▶ [ВЫБРАННЫЙ ОТРЫВОК]:
════════════════════
В 2012 году в Париже издательством Encre d’Orient был выпущен триллер «Не щадя сердца» (A cœur perdu). Книгу очень тепло встретило французское общество. И вот теперь она пришла к российскому читателю.

В этой книге есть всё. Она настолько универсальна, что почти любой найдёт в ней близкую только ему тему и сюжетную линию. Тут есть трогательная история настоящей любви, которую главный герой сохранил с юношеских лет. Трагедия гибели и удивительное воскрешение этой любви. История крушения семейных отношений и философское осмысление его причин. Увлекательная детективная история. Борьба добра со злом.

В этой истории много чувств. Тонких и благородных. Автору очень удачно удаётся пробудить эмоции среди разных групп читателей. Что важно, эмоции самой высокой пробы. Эмоции чистые и светлые. Но самое главное – в этой книге есть то, чего обычно в подобных книгах не встречается.

Как правило, произведения такого жанра не предусматривают подтекста и философского смысла. Всё-таки жанр в большей мере развлекательный. Однако автор этот порядок нарушил. Нарушил очень к месту и умело. Изящно, не грубо, с дворянским благородством западному миру брошена перчатка словами одного из героев: «Весь ваш жизненный комфорт западного человека оплачен бедным населением целого мира, все – от вашего костюма до машины, до самой крошечной частички металла вашего мобильника…» Виртуозным приёмом, вложив в уста отрицательного героя слова: «Не все жизни имеют одинаковую цену. …мои клиенты стоят дороже, чем нищий с мадрасской улицы или крестьянин, который всю жизнь ковыряется в земле…» – автор не только оценкой главного героя, но и всем сюжетом отрицает даже само право на подобную мысль.

Автор не оставляет возможности сомневаться в реальности существования такого взгляда. Не говоря ни слова, он сумел вызвать чувство тревоги всего несколькими штрихами, очертив среду, в которой гнездятся подобные взгляды. Среду, от которой зависит принятие многих решений. Сивар аль-Асад учился в Европе, в основном в Швейцарии и Великобритании. Изучал право в Сорбонне. Живет в Париже и Лондоне. И в своём произведении описывает среду, с которой хорошо знаком. Может быть, поэтому диалоги выглядят очень естественными.
════════════════════
▶ [ИСХОДНЫЕ ДАННЫЕ]:
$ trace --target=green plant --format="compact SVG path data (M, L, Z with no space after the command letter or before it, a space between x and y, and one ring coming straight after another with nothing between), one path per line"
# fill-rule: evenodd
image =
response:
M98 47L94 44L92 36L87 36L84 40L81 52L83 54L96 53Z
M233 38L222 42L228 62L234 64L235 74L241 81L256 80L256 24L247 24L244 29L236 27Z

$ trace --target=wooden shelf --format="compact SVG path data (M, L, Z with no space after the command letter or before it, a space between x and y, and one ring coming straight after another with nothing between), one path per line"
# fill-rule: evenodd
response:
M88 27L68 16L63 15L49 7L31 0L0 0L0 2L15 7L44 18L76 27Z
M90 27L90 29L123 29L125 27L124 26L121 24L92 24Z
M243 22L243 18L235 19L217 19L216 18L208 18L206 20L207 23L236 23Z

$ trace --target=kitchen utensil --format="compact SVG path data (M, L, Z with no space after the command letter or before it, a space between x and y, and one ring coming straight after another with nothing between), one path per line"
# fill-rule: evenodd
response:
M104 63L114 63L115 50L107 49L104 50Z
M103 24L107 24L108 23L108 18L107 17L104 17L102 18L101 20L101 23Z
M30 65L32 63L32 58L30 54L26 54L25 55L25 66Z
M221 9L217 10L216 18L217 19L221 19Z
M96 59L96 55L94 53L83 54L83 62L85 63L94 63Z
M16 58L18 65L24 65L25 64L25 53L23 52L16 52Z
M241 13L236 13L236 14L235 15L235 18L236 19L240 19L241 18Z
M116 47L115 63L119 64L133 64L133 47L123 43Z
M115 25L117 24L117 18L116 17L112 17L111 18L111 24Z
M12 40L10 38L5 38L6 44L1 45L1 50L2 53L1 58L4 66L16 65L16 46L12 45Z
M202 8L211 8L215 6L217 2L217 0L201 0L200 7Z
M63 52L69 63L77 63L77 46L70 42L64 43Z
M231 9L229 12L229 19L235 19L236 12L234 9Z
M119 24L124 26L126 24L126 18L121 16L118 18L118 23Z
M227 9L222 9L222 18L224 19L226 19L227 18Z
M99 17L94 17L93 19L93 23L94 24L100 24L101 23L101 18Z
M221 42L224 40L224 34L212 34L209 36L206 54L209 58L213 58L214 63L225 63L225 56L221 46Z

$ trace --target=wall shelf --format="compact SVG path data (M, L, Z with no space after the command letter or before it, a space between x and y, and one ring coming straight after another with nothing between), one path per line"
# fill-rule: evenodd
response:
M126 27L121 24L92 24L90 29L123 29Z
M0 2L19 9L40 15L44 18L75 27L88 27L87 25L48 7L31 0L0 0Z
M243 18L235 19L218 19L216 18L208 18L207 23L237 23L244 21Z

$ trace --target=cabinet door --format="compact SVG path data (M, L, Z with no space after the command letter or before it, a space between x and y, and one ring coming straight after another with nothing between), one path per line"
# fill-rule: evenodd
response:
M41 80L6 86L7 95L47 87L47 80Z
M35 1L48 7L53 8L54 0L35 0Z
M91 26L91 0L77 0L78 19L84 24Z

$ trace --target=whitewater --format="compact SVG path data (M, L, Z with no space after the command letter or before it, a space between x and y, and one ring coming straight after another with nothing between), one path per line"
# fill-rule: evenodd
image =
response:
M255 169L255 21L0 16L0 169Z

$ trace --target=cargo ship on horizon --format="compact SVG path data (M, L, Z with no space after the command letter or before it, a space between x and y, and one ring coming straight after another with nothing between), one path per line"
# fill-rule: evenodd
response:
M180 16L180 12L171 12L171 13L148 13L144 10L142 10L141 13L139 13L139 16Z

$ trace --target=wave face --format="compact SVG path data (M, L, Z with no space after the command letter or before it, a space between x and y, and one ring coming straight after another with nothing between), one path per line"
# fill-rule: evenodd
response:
════════════════════
▶ [ЗАДАНИЯ К ТЕКСТУ]:
a - Ответьте по выбранному отрывку на вопросы, каждый ответ с новой строки с той же пометкой:
(i) Какое издательство и в каком году выпустило книгу в Париже?
(ii) Где в основном учился автор в Европе?
(iii) Что автор изучал в Сорбонне?
b - Согласуются ли с выбранным отрывком следующие утверждения? На каждое ответьте «да» или «нет» и приведите решающие слова отрывка дословно в кавычках.
(i) Французское общество встретило книгу холодно.
(ii) Автор живёт в Париже и Лондоне.
(iii) Слова «Не все жизни имеют одинаковую цену» произносит главный герой.

▶ [ОТВЕТЫ К ЗАДАНИЯМ]:
a -
(i) Издательство Encre d’Orient, в 2012 году.
(ii) В Швейцарии и Великобритании.
(iii) Право.

b -
(i) Нет: «Книгу очень тепло встретило французское общество».
(ii) Да: «Живет в Париже и Лондоне».
(iii) Нет: «вложив в уста отрицательного героя слова».